• TO DO
Render the entries below as a numbered list that starts with the line containing "Practice. For this step, pick out the shadowed" and runs through the line containing "point(298, 305)", with blank lines left out. Include only those lines.

Point labels for objects
══════════
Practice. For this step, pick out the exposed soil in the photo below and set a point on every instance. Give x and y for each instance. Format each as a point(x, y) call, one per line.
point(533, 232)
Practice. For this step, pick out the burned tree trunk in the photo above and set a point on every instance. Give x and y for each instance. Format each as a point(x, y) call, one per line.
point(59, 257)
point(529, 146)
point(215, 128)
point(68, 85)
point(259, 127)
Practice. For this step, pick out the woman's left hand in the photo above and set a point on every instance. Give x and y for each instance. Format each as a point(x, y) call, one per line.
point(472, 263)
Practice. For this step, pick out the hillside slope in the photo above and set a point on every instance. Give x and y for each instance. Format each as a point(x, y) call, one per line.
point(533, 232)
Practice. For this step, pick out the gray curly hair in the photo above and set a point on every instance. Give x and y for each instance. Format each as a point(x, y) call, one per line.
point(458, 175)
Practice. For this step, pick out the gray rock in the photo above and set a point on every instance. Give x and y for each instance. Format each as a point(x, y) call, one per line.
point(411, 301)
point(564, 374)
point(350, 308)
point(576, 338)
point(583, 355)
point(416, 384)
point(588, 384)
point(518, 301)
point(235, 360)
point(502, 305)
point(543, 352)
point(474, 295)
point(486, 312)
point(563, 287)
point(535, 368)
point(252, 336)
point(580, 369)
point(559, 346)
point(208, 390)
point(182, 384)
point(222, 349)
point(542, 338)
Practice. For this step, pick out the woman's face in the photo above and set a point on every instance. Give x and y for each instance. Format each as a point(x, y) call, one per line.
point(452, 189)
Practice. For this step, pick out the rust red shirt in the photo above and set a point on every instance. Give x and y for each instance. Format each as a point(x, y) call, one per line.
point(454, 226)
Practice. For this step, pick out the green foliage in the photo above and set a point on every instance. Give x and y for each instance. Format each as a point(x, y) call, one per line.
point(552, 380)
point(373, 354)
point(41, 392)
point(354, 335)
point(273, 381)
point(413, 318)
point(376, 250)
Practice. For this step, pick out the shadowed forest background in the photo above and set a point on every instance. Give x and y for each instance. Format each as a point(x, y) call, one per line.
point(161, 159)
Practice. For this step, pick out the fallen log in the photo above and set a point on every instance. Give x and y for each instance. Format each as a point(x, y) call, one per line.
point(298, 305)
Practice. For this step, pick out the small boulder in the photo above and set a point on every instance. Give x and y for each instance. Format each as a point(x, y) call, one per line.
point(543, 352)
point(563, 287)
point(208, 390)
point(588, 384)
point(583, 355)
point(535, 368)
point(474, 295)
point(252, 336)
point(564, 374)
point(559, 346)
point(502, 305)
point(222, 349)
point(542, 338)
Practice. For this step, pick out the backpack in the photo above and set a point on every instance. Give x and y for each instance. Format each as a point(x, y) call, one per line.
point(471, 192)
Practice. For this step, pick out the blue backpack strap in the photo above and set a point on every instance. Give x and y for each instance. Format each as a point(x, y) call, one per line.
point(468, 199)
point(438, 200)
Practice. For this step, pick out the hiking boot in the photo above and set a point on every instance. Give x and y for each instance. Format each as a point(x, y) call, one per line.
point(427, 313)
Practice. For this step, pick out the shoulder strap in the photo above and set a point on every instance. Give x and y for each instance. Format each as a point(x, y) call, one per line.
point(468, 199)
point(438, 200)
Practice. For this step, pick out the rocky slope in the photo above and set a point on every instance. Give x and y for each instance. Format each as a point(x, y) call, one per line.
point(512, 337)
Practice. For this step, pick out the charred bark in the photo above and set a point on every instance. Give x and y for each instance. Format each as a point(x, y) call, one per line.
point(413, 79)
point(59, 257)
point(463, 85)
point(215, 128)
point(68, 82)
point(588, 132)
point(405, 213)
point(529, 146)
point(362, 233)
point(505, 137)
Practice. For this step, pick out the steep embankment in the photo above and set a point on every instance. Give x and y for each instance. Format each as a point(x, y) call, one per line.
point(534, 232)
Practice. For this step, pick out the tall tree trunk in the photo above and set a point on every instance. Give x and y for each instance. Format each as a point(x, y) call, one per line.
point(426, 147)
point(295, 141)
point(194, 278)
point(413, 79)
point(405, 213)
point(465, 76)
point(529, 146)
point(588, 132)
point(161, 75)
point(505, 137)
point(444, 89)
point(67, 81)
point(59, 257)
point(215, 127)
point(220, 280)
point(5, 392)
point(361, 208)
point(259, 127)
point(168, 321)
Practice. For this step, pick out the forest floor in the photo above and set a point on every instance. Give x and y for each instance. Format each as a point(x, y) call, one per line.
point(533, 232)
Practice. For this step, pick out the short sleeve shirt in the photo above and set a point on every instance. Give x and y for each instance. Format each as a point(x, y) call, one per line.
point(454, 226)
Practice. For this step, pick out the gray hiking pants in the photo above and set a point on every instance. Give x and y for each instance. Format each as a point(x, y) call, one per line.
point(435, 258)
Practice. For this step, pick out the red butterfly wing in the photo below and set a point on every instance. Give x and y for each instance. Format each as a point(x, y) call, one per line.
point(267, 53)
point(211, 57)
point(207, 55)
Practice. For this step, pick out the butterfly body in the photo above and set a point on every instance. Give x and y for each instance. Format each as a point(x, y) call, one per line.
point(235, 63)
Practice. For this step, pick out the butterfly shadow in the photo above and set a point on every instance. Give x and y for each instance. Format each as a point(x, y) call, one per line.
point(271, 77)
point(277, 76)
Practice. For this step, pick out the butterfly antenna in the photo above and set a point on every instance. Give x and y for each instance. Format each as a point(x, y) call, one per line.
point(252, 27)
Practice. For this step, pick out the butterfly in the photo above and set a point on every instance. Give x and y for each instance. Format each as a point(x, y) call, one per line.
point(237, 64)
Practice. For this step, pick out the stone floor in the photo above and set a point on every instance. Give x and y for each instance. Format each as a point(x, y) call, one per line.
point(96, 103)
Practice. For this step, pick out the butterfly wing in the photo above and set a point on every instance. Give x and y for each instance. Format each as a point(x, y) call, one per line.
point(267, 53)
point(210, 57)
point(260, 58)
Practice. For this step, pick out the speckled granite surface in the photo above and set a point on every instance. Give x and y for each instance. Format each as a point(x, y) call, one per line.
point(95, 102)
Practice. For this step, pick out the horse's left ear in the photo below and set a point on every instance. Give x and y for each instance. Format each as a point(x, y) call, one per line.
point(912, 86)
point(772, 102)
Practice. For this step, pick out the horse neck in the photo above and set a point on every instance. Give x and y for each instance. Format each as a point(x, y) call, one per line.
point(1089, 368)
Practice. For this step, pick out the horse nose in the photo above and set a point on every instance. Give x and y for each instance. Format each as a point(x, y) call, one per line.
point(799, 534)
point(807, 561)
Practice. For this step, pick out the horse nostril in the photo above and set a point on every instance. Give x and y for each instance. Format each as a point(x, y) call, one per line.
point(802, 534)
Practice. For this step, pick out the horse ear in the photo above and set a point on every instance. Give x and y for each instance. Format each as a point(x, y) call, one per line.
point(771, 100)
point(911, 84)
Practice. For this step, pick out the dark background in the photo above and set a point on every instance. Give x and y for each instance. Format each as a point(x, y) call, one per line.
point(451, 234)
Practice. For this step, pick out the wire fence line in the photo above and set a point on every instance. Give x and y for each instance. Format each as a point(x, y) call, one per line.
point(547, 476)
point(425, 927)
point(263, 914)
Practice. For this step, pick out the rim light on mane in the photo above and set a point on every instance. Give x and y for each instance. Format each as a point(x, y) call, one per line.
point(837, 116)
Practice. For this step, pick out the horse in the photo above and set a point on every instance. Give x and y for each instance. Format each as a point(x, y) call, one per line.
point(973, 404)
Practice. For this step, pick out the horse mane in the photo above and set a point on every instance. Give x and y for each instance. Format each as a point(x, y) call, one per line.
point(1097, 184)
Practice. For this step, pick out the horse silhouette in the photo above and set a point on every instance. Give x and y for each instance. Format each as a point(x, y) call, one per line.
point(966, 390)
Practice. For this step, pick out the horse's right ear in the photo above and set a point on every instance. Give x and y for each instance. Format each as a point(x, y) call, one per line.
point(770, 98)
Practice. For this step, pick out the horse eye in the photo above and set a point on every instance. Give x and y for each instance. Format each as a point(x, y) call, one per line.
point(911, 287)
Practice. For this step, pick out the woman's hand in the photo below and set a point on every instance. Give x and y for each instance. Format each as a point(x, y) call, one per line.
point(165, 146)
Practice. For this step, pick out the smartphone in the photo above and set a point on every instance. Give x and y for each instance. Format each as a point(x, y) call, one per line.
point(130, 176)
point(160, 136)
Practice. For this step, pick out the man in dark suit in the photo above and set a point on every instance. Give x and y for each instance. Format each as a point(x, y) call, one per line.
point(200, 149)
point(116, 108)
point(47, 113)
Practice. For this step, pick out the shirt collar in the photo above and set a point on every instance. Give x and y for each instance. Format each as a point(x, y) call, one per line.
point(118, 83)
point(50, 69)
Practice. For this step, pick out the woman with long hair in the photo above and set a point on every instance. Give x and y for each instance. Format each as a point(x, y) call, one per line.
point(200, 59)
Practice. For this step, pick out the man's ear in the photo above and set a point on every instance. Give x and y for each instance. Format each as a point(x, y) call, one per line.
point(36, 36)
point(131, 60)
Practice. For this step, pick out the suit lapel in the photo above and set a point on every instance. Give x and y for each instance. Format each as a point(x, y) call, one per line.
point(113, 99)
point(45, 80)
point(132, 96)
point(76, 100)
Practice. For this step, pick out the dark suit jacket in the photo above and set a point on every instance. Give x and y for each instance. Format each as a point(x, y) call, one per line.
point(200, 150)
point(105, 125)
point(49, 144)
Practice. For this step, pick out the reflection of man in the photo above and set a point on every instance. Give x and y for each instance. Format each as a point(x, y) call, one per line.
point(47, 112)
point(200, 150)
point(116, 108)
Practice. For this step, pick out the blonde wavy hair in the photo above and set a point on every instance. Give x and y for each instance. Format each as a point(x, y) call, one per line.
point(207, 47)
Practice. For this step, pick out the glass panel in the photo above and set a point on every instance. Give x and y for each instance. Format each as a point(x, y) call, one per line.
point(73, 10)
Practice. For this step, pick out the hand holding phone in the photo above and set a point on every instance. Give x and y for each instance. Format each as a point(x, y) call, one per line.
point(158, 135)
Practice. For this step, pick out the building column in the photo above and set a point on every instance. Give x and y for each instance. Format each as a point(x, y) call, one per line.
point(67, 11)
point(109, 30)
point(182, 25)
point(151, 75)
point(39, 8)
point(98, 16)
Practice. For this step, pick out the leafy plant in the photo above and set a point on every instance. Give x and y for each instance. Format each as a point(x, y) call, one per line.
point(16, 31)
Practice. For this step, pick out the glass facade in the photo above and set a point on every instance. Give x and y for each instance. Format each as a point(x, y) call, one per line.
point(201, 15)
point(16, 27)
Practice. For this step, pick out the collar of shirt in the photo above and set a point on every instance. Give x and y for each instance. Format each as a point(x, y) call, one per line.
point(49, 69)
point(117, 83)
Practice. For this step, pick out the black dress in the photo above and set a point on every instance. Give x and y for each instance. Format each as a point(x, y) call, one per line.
══════════
• SOLUTION BELOW
1. Practice. For this step, pick out the shadowed forest background in the photo above and set a point on every instance. Give x and y for each instance. Format each as a point(x, y) call, one per line.
2. point(161, 159)
3. Practice. For this step, pick out the fallen log in the photo above and set a point on every instance. Give x and y for each instance. Format each as a point(x, y) call, one per line.
4. point(298, 305)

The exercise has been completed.